» TO BE DONE
The records below must be transcribed exactly. Do not include the pictures.

|---|

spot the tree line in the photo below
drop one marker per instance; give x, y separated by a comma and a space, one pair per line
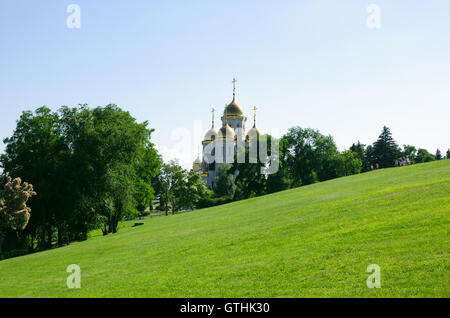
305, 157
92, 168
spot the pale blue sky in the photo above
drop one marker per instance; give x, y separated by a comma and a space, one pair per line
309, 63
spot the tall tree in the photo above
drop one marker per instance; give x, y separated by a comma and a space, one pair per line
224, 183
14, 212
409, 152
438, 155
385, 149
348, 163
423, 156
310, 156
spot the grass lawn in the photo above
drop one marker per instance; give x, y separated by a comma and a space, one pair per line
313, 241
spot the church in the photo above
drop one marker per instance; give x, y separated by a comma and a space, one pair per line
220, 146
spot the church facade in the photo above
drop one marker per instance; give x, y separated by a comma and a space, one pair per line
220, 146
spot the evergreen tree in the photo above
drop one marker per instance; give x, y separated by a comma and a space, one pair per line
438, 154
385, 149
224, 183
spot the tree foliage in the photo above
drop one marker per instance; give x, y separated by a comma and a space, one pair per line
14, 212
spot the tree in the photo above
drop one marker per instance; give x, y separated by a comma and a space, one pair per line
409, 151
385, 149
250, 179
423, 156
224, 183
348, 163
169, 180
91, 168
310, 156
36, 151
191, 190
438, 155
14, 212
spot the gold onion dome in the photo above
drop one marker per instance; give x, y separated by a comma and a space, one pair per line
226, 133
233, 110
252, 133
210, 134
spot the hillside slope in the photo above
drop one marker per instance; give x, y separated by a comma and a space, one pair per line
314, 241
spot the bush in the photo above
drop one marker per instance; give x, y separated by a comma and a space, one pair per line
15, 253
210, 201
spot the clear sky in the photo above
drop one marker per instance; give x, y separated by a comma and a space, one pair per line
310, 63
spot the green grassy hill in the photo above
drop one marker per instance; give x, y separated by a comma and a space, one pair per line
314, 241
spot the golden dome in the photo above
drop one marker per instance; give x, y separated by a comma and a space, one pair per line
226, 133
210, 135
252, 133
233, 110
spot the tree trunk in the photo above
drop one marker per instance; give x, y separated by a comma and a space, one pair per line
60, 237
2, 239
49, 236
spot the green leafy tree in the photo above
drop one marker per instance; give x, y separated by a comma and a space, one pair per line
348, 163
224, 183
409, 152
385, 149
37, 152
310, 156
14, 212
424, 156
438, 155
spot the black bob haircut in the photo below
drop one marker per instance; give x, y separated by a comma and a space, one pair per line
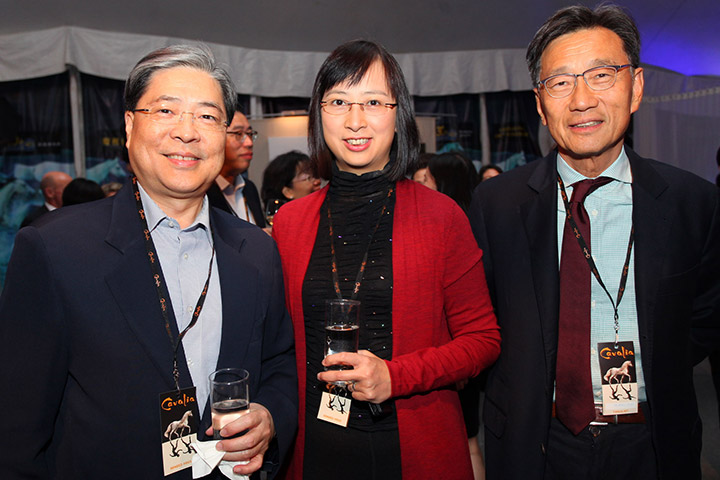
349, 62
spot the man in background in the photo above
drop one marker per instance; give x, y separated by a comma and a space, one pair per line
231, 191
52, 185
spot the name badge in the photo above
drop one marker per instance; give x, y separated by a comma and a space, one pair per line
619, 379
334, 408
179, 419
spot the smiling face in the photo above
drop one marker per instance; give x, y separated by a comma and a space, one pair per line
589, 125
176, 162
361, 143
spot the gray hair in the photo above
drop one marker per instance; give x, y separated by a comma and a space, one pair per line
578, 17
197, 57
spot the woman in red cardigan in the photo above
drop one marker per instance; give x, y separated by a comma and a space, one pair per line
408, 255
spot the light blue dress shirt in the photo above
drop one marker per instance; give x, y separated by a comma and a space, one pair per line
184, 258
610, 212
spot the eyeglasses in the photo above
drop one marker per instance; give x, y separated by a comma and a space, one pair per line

|---|

» WRITTEN REPLY
spot the tree line in the photo below
drop one marker per instance; give x, y separated by a comma and a space, one pair per line
305, 157
92, 168
spot the pale blue sky in the photo above
drop one marker per instance; give x, y separated by a comma and a space, one pair per line
309, 63
spot the tall tree in the photo above
drop one marker per instance; give x, y separated by a comma and a space, one pair per line
224, 183
14, 212
409, 152
438, 155
385, 149
348, 163
423, 156
310, 156
spot the grass lawn in the photo above
drop one marker per instance; give x, y separated by a comma and a space, one pair per line
313, 241
spot the church in the photo above
drop one marker per instance; give x, y separated by a comma and a space, one pair per line
220, 146
spot the church facade in the photo above
drop one marker per instance; give x, y separated by a comma and a space, one pair per line
220, 146
spot the evergreen tree in the photo above
drop one marker per instance; give x, y separated by a comma and a space, one pair per line
438, 154
385, 149
224, 183
spot the tree foliage in the photo above
drop one marker per instance; give x, y separated by a comma and a space, one pair per line
14, 212
spot the tree in the photo above
drop one marker per instance; give x, y separated by a comma and a space, one pair per line
409, 151
385, 149
250, 179
423, 156
224, 183
348, 163
169, 180
91, 168
310, 156
36, 151
191, 190
438, 155
14, 212
spot the gold onion dome in the photo above
drop one marker per instance; give x, y separated by a comma and a space, one pair per line
226, 133
233, 110
252, 133
210, 134
spot the hillside slope in the photo above
drop one marker per instance; give x, y separated by a comma and a space, one pair per line
314, 241
spot the bush in the photo above
drop one marker per instance; give x, y separated by a comma and a space, one pair per line
15, 253
210, 201
spot the clear sky in the photo above
drop one marker per instance; give x, y separated by a comma and a space, one pair per line
310, 63
spot the green grassy hill in the photo above
drop one marker per instance; give x, y separated by a comma and a space, one pair per line
314, 241
spot the golden dome in the photo above
drop one marker per instance; give x, y separated by a comma and a space, one pair per line
226, 133
210, 135
252, 133
233, 110
spot the tree trunk in the photo above
drop one marker per instance; give x, y separated by a comma and a space, one pair per line
60, 237
2, 239
49, 236
spot the green leafy tree in the photo above
drop one marker per instance; give x, y separated by a comma and a space, one pair per line
348, 163
224, 183
409, 152
385, 149
37, 152
310, 156
14, 212
424, 156
438, 155
spot the black bob haircut in the photo below
drop one marker per instance; give x, y separated by a comma and a space, one pair per line
349, 62
spot the man in background in the photo above
drop one marker per instance; give x, y separated by a comma and a space, one pair per line
231, 191
52, 185
spot the name badge in the photo above
drop one marker per instance; give x, y separated by a comma and a space, one pair per line
619, 379
334, 408
179, 419
spot the smiling face in the photo above
drop one marker per instance; give x, y separated by a comma and a space, one pair per line
589, 125
176, 162
361, 143
spot the gray hair in the photo above
drop one marker per instance; give x, y separated by a comma and a space, one pair per line
578, 17
197, 57
spot the woman in red cardigan in the photo above
drop one marker per instance; give x, y separated by a comma and a space, one pair per line
408, 255
spot the light blue dress shirt in the photo above
drop one marker per instance; give x, y separated by a comma and a space, one pair per line
184, 258
610, 212
spot the eyeglasses in the photo above
drop one marker per instance; give x, y separated by a comma and a space, one pair per line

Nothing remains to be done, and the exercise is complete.